# [SELECTED TEXT]
--- BEGIN ---
In my circle of friends, of LGBT people of faith, Christian faith in particular, there is a divide between those who believe that same-sex physical intimacy is God-honoring, and those who believe that sex of any sort, in order to be holy and right, should be restricted to the heterosexual marriage bed. While I can tell you about my own conclusions, my own wrestling with this particular component of relationship, I cannot decide for you what is right and what is not. No one can make that decision for you. But there are plenty of people out there willing to walk the path with you, the journey necessary for coming to your own conclusions.

 

While my hope is that you find the love you both want and need, my bigger point is this: you are loved, right where you are, just as you are. No conditions. No expectations. You are loved by the One who made you, a love that supercedes time and history, culture, label, sexual attraction. You are loved because you are known.

 

I don’t know you. I don’t know what your life has been like, what kind of pain and hardship you’ve experienced thus far. I don’t know if you’re out or if you’re closeted. I don’t know if you’ve decided that you want a mate, or if you think singleness and celibacy are right for you. I don’t know if you’ve learned to love yourself, or if you’re in a place of struggling with self-hatred.

 

I know this: I know God loves you. I know I love you

 

There is no rush for you to make any decisions, to come to any solid conclusions. I don’t know what you’ve been taught or led to believe, and while I hope that your lessons so far have affirmed how amazing, wonderful, and beautiful you are, I know there’s a chance that this is not the case, and I’m sorry for that. I hope you find what you’re looking for, what you need, what you long for. In the meantime, you are not alone. You are loved. As I say to Frankie, “Forever and always, until the wheels fall off.”
--- END ---
# [STATED EXERCISE 1]
Rewrite the passage on faith and love from "While my hope" through "struggling with self-hatred.", replacing "hardship" with "difficulty".
# [STATED EXERCISE 2]
For each statement, say whether it agrees with the passage on faith and love, and quote the words that decide it: (a) The writer says no one can make the decision about same-sex intimacy for the reader. (b) The writer urges the reader to reach a firm conclusion soon. (c) The writer knows whether the reader is out.

# [Entries taken from a collection]
--- BEGIN ---
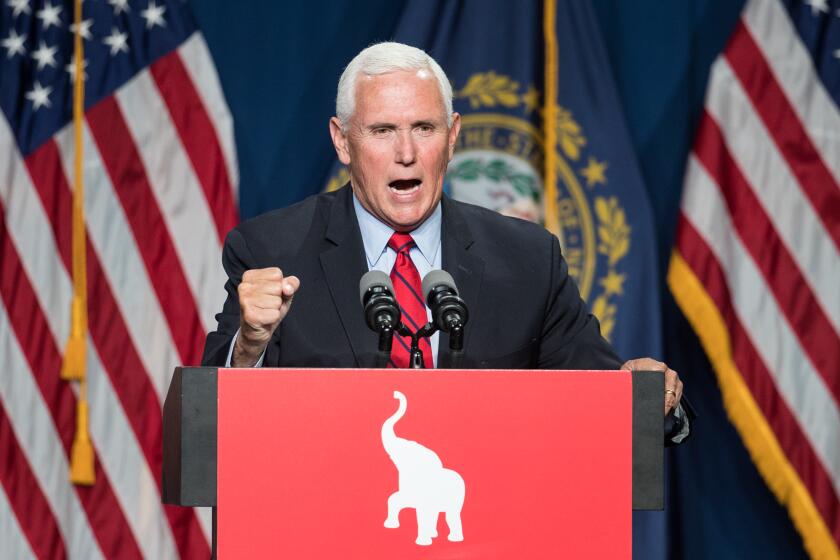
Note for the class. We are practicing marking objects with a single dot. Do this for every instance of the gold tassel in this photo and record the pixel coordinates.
(81, 454)
(75, 353)
(552, 217)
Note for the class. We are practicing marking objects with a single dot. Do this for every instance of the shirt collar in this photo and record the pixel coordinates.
(375, 234)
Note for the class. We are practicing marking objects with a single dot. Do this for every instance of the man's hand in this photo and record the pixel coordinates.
(673, 385)
(265, 297)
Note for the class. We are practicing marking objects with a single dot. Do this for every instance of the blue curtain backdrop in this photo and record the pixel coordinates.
(279, 64)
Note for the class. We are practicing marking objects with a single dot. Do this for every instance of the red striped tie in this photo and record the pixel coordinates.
(409, 294)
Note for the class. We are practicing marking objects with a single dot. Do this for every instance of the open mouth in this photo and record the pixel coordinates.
(405, 186)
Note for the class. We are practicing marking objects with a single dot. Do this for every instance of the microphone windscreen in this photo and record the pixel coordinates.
(374, 278)
(436, 278)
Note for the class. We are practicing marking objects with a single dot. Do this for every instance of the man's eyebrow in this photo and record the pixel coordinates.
(372, 126)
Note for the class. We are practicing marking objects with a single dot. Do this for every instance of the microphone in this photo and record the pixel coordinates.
(382, 313)
(449, 312)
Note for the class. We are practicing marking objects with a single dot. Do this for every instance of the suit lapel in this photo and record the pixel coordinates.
(466, 267)
(343, 263)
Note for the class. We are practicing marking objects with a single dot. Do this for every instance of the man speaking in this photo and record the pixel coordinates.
(292, 293)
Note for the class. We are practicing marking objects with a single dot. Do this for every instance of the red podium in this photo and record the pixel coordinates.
(415, 464)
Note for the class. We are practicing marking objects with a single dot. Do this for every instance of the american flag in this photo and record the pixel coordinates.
(160, 194)
(756, 267)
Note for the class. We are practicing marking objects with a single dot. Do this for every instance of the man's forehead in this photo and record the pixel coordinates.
(399, 95)
(422, 73)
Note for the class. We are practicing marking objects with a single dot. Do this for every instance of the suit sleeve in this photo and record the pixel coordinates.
(236, 259)
(571, 336)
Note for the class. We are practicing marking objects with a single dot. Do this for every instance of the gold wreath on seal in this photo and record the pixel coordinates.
(489, 89)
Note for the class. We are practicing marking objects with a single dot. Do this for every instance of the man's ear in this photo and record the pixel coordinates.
(339, 141)
(453, 133)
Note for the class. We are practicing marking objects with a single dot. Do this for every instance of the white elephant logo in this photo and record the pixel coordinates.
(424, 484)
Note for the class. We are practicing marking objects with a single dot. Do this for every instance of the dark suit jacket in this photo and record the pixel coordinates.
(525, 310)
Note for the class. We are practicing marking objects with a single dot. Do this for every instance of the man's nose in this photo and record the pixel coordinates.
(405, 152)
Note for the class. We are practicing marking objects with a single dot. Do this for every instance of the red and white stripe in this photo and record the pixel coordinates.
(760, 229)
(161, 192)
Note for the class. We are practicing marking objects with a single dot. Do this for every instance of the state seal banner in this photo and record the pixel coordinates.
(756, 261)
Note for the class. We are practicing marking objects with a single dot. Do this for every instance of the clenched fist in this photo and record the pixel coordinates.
(265, 296)
(673, 385)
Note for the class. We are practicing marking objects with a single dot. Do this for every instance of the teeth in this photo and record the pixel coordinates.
(404, 186)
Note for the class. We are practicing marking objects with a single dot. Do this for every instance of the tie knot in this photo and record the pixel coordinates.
(401, 242)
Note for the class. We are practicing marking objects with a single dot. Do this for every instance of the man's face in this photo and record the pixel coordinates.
(397, 145)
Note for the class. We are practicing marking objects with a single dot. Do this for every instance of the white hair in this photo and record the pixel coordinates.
(383, 58)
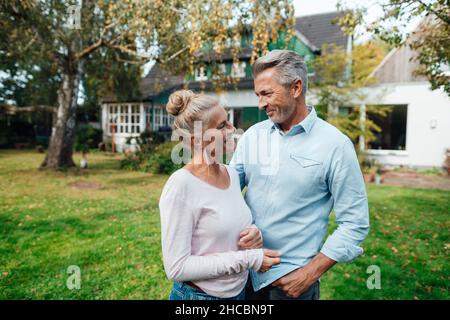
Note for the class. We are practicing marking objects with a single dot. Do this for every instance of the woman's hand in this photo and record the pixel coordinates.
(271, 258)
(250, 238)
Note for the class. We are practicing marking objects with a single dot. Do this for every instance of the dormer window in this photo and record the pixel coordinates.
(238, 70)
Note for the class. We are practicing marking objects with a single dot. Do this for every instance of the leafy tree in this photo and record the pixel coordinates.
(170, 32)
(339, 76)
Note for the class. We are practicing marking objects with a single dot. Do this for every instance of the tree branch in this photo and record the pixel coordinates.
(10, 109)
(80, 55)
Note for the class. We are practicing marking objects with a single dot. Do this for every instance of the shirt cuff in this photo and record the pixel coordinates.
(340, 250)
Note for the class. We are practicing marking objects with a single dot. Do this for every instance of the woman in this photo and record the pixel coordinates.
(203, 211)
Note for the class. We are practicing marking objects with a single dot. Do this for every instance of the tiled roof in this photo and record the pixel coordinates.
(314, 30)
(322, 28)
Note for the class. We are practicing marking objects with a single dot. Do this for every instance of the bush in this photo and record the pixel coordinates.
(87, 137)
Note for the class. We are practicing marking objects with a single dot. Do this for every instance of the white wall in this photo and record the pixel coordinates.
(425, 146)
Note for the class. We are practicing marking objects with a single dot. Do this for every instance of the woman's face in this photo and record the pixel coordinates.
(220, 128)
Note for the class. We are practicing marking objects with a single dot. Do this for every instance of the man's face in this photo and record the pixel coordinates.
(274, 98)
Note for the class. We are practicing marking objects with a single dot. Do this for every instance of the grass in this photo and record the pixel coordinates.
(112, 234)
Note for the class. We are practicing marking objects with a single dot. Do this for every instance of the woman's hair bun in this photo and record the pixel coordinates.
(178, 101)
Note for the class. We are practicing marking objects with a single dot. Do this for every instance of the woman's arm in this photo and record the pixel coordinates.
(177, 223)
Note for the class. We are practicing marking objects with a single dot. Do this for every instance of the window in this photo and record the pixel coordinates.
(126, 117)
(112, 118)
(135, 123)
(238, 70)
(201, 74)
(393, 129)
(158, 118)
(148, 117)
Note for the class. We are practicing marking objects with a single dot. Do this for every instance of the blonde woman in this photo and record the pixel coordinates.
(204, 218)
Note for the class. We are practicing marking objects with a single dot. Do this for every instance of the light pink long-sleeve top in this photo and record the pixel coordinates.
(200, 226)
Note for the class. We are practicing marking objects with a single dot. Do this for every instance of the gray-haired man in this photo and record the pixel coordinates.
(316, 170)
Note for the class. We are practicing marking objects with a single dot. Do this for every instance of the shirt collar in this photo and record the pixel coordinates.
(303, 126)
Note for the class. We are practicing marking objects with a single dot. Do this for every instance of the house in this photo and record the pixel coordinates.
(130, 119)
(416, 133)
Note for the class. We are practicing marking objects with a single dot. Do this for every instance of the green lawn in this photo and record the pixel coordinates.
(112, 234)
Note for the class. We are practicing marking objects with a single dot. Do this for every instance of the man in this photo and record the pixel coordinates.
(313, 169)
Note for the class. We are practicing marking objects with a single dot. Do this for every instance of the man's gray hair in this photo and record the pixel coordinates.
(290, 67)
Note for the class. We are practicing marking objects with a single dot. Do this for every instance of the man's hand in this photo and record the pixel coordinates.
(298, 281)
(250, 238)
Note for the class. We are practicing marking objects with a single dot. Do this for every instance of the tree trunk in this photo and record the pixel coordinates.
(60, 150)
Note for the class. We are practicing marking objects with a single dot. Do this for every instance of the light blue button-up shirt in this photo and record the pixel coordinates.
(293, 182)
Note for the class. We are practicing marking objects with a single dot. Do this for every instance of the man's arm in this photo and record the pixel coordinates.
(347, 187)
(237, 161)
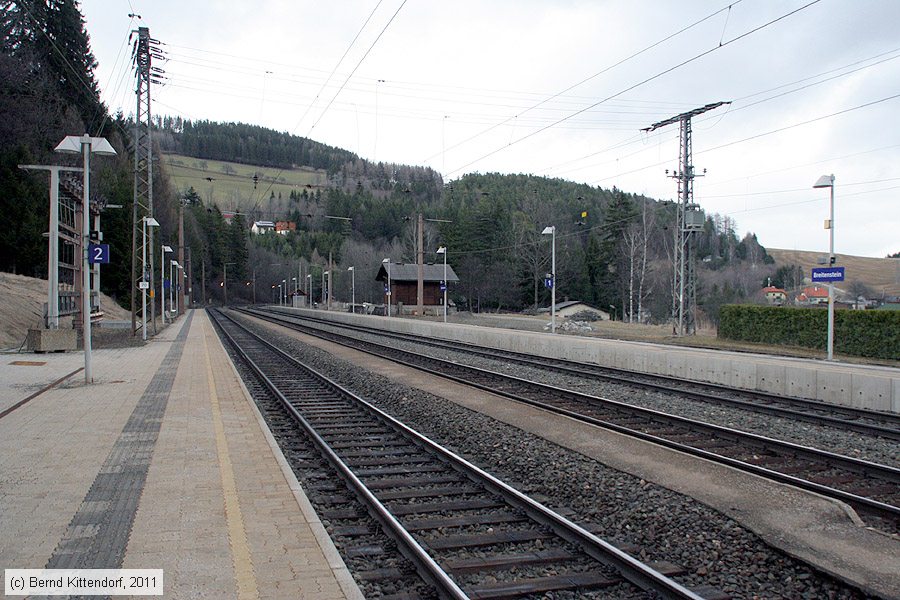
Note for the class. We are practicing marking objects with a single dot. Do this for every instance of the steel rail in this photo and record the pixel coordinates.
(631, 569)
(860, 503)
(615, 374)
(410, 548)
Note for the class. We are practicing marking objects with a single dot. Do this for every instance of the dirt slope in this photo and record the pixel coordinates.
(879, 274)
(22, 307)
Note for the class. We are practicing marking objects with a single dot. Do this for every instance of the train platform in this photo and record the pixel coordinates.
(162, 463)
(822, 532)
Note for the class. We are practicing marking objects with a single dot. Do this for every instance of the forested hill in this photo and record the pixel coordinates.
(259, 146)
(248, 144)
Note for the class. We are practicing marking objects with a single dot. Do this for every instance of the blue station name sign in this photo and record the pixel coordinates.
(828, 274)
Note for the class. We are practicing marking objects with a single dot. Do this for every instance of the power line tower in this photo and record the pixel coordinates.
(145, 49)
(689, 219)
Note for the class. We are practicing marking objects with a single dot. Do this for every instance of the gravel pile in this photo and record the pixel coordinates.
--- END ---
# [TASK SOLUTION 1]
While my hope is that you find the love you both want and need, my bigger point is this: you are loved, right where you are, just as you are. No conditions. No expectations. You are loved by the One who made you, a love that supercedes time and history, culture, label, sexual attraction. You are loved because you are known.

 

I don’t know you. I don’t know what your life has been like, what kind of pain and difficulty you’ve experienced thus far. I don’t know if you’re out or if you’re closeted. I don’t know if you’ve decided that you want a mate, or if you think singleness and celibacy are right for you. I don’t know if you’ve learned to love yourself, or if you’re in a place of struggling with self-hatred.

# [TASK SOLUTION 2]
(a) Yes: "No one can make that decision for you."
(b) No: "There is no rush for you to make any decisions, to come to any solid conclusions."
(c) No: "I don’t know if you’re out or if you’re closeted."